_Problem to solve_. Please write out every entry below, word for word.

_Natural-language object grounding data_.
__________

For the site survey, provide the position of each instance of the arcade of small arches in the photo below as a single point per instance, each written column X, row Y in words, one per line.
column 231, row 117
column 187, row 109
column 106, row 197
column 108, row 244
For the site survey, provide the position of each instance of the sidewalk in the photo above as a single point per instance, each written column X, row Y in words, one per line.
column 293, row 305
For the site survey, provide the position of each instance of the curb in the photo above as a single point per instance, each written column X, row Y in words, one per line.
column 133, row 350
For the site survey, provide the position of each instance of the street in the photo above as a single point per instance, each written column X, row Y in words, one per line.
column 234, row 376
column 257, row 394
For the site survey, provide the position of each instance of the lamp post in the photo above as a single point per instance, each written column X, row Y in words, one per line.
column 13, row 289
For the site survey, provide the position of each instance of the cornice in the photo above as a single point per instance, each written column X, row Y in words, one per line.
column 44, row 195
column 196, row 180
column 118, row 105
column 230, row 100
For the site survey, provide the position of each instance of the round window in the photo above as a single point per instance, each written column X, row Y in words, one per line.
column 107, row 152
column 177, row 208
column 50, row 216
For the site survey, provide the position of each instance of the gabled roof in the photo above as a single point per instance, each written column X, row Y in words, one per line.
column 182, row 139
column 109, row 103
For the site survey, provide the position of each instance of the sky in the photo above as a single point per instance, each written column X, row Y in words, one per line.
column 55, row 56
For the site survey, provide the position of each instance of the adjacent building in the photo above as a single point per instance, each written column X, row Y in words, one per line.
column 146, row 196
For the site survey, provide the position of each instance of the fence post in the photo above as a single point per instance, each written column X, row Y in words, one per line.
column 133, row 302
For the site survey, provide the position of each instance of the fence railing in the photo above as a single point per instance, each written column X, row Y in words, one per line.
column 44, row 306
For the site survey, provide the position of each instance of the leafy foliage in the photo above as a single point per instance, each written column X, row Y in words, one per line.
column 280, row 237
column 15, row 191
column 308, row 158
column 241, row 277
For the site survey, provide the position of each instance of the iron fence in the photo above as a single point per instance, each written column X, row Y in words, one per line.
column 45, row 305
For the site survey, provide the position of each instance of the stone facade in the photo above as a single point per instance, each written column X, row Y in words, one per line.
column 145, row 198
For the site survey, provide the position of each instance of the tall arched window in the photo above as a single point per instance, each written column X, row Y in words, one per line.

__________

_Response to this task_.
For the site survey, provide the position of each instance of the arcade of small arches in the photo below as a single point per instance, each written column X, row Y in words, one per line.
column 231, row 117
column 187, row 109
column 106, row 197
column 108, row 244
For the site survey, provide the position of each instance of the sidewalk in the photo above as a single point per instance, each written column X, row Y in words, one per line.
column 293, row 305
For the site survey, provide the position of each instance of the curb in the photo above as a single point per instance, each written column X, row Y in words, one per line.
column 133, row 350
For the site survey, provide the position of each instance of the street in the photo above as a single point per instance, each written column X, row Y in words, one per line.
column 234, row 376
column 257, row 394
For the site survey, provide the position of each instance of the lamp post in the photo above as a single point per instance, each written column X, row Y in words, one per line.
column 13, row 289
For the site survey, provide the position of each instance of the cornice in the photo above as a single point per instance, each written column X, row Y in words, one per line.
column 44, row 195
column 196, row 180
column 118, row 105
column 230, row 100
For the site survey, provide the position of each instance of the round window in the photo above as a single point per instance, each written column X, row Y in words, one per line.
column 107, row 152
column 177, row 208
column 50, row 216
For the site survey, provide the position of each instance of the gabled roof in the photo above as a single point per instance, each written column X, row Y in words, one per line.
column 182, row 139
column 109, row 103
For the site survey, provide the position of each instance of the sky in the photo above as a single point per instance, each written column X, row Y in words, one per line.
column 55, row 56
For the site survey, provide the position of each instance of the adjacent building in the photo above as a single point per instance, each written column X, row Y in words, one per line.
column 146, row 196
For the site survey, provide the position of each instance of the fence post in the photo above as a single point per instance, each written column X, row Y in words, one per line.
column 133, row 302
For the site survey, provide the position of each instance of the fence railing in the photo above as a single point per instance, each written column X, row Y in words, one per line.
column 44, row 306
For the site survey, provide the position of each instance of the leafy foliage in the photo above as a single point per instance, each written column X, row Y in words, one per line.
column 280, row 237
column 15, row 191
column 308, row 158
column 241, row 277
For the site survey, provide the position of each instance of the iron fence in the photo above as a single point per instance, each written column X, row Y in words, one per line.
column 45, row 305
For the site survey, provide the position of each instance of the stone facade in the photo above as a single point per instance, each written column X, row Y in words, one per line.
column 145, row 198
For the site survey, provide the position of each instance of the tall arched window in the photo above as a single point per instance, each written column X, row Y in words, one per line.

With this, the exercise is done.